ABOUT THIS EXERCISE: Provide only the number of lines in the records where "blade" appears.

________________________________________

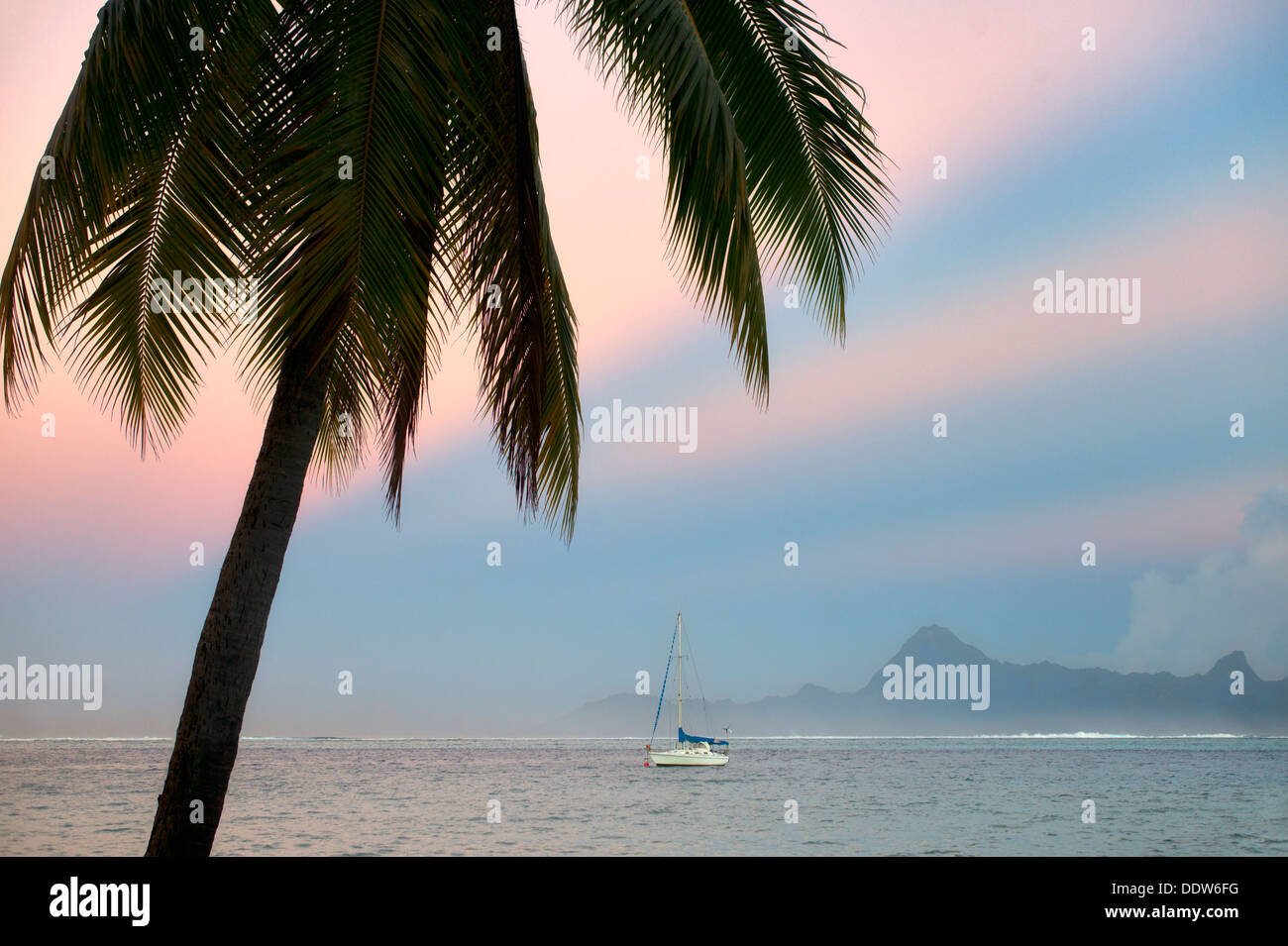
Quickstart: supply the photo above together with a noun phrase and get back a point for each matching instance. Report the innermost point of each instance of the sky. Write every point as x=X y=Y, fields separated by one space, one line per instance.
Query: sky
x=1061 y=429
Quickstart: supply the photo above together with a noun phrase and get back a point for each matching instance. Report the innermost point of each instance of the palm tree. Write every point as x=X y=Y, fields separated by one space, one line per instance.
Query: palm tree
x=372 y=167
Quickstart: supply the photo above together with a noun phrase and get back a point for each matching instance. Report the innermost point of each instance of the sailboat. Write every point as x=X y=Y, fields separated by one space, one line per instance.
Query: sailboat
x=688 y=751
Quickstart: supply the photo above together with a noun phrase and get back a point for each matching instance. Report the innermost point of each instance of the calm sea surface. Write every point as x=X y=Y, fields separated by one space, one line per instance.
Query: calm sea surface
x=596 y=796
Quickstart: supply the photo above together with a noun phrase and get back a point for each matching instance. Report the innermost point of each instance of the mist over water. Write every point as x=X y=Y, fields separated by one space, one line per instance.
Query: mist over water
x=984 y=795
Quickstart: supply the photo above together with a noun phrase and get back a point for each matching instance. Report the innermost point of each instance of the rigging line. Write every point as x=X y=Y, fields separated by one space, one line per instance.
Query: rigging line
x=665 y=676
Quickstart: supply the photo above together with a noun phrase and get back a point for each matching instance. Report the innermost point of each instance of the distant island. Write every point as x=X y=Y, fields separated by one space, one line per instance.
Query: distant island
x=1042 y=697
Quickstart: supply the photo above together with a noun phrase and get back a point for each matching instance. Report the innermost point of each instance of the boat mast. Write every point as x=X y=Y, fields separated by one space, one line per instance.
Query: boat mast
x=679 y=631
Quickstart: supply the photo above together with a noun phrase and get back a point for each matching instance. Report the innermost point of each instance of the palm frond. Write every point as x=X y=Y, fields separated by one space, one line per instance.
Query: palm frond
x=668 y=80
x=818 y=188
x=347 y=267
x=520 y=312
x=146 y=158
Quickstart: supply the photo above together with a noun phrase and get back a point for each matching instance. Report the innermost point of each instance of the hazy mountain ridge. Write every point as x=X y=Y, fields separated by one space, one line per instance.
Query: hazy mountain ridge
x=1022 y=697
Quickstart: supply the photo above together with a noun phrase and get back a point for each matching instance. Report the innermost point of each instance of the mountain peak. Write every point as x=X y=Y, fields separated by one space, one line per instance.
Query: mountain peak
x=935 y=644
x=1234 y=661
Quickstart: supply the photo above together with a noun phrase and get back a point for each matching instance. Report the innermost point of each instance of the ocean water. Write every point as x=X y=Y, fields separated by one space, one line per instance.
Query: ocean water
x=984 y=795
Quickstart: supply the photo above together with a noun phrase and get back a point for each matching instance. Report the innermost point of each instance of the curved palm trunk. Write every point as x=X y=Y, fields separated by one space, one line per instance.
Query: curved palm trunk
x=205 y=745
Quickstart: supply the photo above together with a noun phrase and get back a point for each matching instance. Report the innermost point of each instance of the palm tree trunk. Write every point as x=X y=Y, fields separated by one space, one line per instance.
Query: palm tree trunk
x=205 y=745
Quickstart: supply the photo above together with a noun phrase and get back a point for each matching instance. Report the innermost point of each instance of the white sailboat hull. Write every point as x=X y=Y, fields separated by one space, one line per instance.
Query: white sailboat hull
x=681 y=757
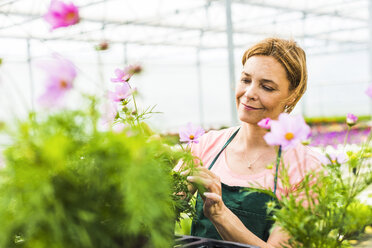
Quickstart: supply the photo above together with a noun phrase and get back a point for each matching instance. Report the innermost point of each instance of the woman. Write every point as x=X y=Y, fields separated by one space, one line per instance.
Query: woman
x=273 y=79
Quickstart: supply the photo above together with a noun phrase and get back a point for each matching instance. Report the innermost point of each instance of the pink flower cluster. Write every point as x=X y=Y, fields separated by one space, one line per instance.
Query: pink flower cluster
x=351 y=119
x=123 y=91
x=191 y=133
x=60 y=75
x=61 y=14
x=287 y=131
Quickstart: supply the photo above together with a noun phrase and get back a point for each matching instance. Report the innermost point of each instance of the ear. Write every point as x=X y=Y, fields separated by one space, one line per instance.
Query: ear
x=292 y=99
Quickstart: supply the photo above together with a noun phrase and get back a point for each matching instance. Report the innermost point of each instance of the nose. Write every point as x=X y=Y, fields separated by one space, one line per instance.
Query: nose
x=251 y=91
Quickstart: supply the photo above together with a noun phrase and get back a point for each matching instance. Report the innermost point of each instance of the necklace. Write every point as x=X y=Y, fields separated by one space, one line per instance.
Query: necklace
x=249 y=164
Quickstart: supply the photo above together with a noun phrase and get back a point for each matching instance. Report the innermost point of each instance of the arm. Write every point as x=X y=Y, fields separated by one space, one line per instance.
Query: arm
x=226 y=222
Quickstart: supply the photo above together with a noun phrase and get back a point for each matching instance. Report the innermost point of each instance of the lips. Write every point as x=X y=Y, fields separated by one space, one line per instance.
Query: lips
x=250 y=107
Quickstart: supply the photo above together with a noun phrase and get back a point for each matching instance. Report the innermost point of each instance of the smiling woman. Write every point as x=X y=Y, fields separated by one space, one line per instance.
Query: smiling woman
x=273 y=79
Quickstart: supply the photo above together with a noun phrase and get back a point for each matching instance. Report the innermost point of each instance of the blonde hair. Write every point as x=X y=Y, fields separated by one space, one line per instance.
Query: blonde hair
x=291 y=57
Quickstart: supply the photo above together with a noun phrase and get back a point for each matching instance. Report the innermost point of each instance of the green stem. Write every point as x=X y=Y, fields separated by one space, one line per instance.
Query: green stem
x=346 y=136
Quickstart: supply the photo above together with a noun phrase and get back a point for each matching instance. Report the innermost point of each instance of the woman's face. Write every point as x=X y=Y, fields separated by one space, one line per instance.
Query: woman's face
x=262 y=89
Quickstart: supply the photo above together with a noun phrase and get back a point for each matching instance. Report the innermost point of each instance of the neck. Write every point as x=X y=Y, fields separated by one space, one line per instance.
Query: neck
x=250 y=136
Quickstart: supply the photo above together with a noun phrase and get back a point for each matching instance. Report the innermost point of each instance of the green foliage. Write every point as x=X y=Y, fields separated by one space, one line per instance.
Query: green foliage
x=68 y=185
x=324 y=211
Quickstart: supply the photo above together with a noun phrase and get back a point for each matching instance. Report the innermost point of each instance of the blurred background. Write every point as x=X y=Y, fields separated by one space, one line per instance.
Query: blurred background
x=191 y=54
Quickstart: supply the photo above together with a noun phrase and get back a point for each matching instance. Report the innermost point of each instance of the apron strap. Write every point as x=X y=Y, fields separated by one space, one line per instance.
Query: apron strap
x=223 y=148
x=228 y=142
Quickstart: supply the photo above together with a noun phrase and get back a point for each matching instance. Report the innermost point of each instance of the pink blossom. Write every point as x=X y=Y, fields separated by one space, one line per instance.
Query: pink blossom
x=333 y=158
x=121 y=92
x=351 y=119
x=191 y=133
x=61 y=14
x=265 y=123
x=287 y=131
x=369 y=91
x=121 y=76
x=133 y=69
x=61 y=74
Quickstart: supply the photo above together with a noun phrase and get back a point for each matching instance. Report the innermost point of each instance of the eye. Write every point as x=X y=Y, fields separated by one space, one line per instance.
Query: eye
x=246 y=81
x=267 y=88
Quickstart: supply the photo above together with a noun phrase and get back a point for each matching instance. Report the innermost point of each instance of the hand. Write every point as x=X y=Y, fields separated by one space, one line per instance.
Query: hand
x=212 y=197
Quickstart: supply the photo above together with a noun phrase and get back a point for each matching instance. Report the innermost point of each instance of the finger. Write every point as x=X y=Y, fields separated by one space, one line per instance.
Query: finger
x=185 y=172
x=199 y=180
x=213 y=196
x=209 y=173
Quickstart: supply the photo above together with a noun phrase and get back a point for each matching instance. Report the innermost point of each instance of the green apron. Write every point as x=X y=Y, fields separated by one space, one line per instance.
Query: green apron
x=250 y=208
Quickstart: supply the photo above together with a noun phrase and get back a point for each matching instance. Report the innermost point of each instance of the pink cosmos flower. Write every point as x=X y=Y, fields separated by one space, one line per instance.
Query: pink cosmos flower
x=133 y=69
x=333 y=158
x=191 y=133
x=61 y=14
x=61 y=74
x=121 y=92
x=369 y=91
x=287 y=131
x=351 y=119
x=265 y=123
x=121 y=76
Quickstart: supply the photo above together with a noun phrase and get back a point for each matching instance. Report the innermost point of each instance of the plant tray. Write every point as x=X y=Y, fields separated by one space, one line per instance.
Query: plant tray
x=200 y=242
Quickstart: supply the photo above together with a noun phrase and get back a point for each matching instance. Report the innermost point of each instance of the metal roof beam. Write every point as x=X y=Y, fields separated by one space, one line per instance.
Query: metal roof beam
x=304 y=11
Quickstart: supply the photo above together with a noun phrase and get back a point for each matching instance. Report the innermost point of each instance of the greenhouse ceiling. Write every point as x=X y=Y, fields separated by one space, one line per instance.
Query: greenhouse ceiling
x=321 y=26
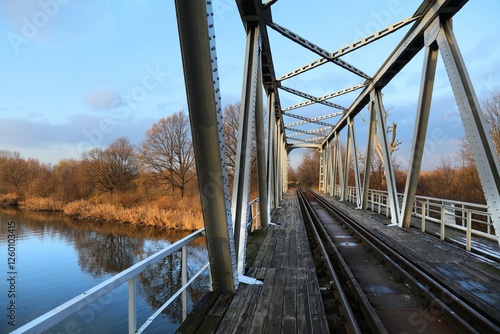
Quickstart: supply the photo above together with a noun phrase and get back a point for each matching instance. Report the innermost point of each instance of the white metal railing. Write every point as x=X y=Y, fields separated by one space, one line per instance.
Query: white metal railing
x=471 y=218
x=62 y=312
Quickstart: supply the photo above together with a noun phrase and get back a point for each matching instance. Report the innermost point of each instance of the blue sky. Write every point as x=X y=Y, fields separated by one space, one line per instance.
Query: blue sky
x=79 y=74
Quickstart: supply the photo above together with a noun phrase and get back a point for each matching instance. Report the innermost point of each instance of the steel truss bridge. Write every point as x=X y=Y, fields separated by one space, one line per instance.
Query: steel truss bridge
x=225 y=213
x=430 y=29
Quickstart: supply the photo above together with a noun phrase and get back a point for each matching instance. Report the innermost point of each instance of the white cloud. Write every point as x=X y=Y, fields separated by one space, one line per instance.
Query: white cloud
x=102 y=99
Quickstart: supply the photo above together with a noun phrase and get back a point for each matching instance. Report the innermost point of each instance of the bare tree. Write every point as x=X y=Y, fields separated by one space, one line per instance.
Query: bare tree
x=111 y=168
x=16 y=172
x=168 y=150
x=491 y=111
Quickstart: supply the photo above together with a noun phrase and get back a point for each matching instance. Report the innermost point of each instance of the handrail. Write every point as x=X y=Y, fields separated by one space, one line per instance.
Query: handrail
x=448 y=213
x=62 y=312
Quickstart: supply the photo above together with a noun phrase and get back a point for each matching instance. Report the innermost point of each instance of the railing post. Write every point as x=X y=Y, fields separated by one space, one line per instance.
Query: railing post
x=468 y=235
x=442 y=222
x=424 y=213
x=184 y=281
x=132 y=306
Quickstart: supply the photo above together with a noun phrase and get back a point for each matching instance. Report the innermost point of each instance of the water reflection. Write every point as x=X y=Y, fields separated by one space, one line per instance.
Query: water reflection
x=101 y=250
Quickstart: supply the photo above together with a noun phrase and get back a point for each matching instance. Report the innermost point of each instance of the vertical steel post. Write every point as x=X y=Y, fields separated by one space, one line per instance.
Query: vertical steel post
x=242 y=174
x=284 y=165
x=354 y=148
x=340 y=168
x=476 y=130
x=422 y=119
x=328 y=168
x=347 y=163
x=331 y=169
x=184 y=281
x=321 y=185
x=372 y=132
x=276 y=170
x=468 y=233
x=262 y=165
x=334 y=165
x=388 y=168
x=197 y=40
x=132 y=306
x=271 y=122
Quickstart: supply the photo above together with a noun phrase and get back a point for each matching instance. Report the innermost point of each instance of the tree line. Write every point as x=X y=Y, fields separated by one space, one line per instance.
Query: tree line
x=122 y=173
x=455 y=179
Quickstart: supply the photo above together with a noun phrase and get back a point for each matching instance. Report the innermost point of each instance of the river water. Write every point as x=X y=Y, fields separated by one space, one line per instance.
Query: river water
x=47 y=259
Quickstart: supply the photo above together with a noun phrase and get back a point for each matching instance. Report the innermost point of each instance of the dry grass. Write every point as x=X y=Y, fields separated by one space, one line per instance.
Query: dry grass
x=10 y=199
x=179 y=218
x=42 y=204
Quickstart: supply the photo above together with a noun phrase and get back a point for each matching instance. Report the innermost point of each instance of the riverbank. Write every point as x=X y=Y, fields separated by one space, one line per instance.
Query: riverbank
x=179 y=214
x=181 y=219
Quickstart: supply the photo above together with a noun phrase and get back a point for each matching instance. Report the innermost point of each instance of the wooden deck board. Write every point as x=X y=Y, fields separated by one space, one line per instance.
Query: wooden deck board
x=289 y=301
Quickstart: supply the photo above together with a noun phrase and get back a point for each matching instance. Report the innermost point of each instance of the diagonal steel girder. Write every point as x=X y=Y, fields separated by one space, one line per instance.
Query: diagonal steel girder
x=307 y=132
x=324 y=97
x=409 y=46
x=316 y=49
x=354 y=46
x=310 y=140
x=311 y=98
x=316 y=120
x=301 y=134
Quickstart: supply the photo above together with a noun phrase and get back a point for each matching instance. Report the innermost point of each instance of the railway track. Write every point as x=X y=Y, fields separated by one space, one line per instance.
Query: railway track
x=368 y=287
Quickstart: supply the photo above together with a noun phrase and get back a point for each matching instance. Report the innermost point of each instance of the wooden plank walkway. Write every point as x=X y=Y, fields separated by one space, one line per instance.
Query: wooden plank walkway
x=475 y=277
x=289 y=301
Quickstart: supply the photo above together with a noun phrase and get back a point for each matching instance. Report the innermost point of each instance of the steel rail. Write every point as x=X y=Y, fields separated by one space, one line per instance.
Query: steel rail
x=366 y=308
x=344 y=307
x=460 y=313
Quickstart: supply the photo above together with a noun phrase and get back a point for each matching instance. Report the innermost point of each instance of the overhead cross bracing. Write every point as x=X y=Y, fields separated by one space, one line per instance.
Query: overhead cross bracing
x=357 y=87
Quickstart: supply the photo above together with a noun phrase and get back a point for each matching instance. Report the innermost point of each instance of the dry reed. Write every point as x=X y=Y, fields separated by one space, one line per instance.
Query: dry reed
x=151 y=215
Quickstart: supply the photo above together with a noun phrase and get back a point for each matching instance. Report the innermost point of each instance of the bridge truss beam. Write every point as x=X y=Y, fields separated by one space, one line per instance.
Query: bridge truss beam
x=197 y=40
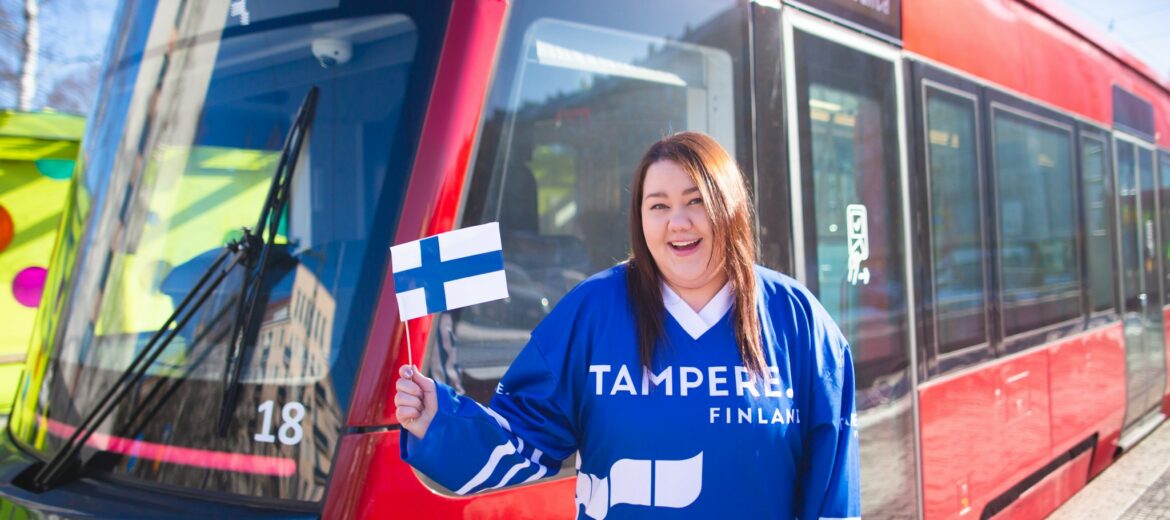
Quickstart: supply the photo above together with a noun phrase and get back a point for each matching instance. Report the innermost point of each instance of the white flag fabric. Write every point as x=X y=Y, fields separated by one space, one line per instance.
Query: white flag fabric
x=448 y=271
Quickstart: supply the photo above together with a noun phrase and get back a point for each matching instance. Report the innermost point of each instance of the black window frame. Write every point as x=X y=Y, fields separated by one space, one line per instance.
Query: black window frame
x=1094 y=319
x=1162 y=157
x=997 y=100
x=937 y=361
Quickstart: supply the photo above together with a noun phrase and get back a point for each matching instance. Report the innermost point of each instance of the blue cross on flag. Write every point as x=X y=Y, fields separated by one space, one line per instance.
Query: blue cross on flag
x=449 y=271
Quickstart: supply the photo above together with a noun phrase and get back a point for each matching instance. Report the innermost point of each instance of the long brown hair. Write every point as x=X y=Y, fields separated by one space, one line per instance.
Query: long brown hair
x=730 y=210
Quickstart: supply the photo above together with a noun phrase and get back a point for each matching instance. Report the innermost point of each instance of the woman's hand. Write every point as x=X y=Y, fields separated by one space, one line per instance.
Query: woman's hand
x=414 y=401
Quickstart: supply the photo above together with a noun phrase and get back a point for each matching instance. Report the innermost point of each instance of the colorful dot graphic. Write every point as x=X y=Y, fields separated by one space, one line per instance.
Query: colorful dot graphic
x=55 y=169
x=6 y=228
x=28 y=285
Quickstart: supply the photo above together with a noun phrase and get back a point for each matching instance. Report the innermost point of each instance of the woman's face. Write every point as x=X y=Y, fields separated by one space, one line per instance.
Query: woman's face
x=678 y=231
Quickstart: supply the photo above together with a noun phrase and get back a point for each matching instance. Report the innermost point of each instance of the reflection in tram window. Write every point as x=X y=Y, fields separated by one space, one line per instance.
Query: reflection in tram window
x=1164 y=197
x=956 y=221
x=850 y=176
x=1098 y=219
x=200 y=144
x=578 y=100
x=1130 y=240
x=1039 y=272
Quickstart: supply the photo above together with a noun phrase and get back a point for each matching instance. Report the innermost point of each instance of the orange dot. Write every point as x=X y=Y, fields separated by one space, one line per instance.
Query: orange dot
x=6 y=228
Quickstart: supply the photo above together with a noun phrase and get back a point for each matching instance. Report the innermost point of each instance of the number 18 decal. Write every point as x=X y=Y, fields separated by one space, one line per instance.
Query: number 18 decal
x=290 y=431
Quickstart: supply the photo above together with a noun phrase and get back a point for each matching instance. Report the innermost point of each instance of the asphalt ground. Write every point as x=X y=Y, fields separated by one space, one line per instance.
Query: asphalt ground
x=1135 y=487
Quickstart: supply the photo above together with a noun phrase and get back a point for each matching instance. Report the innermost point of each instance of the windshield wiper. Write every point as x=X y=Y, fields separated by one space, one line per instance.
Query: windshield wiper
x=64 y=460
x=248 y=313
x=252 y=251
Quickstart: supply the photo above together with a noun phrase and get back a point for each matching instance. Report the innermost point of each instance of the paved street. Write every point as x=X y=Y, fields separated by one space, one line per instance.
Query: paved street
x=1135 y=487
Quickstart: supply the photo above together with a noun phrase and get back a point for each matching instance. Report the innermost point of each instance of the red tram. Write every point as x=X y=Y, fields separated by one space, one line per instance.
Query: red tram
x=976 y=191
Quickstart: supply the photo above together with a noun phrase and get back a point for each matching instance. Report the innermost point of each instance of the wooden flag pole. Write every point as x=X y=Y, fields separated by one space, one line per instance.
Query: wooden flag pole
x=410 y=354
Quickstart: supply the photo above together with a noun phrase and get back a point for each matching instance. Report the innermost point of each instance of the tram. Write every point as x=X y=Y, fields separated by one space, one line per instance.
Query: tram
x=36 y=162
x=975 y=190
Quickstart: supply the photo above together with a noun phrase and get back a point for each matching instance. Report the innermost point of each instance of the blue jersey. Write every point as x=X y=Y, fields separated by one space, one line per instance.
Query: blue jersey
x=693 y=436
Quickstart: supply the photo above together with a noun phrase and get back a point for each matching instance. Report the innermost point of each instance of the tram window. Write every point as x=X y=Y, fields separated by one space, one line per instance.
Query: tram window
x=1037 y=223
x=578 y=97
x=1098 y=220
x=956 y=221
x=852 y=219
x=1164 y=210
x=1130 y=241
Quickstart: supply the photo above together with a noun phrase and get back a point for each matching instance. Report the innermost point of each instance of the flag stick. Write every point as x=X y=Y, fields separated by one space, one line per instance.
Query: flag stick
x=410 y=354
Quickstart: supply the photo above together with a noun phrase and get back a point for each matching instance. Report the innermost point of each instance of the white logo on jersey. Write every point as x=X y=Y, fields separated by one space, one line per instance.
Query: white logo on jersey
x=675 y=484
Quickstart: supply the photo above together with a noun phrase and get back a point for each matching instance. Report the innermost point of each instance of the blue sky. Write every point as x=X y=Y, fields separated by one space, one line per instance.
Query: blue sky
x=1140 y=25
x=74 y=33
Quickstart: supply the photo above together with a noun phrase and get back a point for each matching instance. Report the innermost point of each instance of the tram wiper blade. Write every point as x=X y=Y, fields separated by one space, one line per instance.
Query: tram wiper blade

________________________________________

OUTPUT OF THE TASK: 2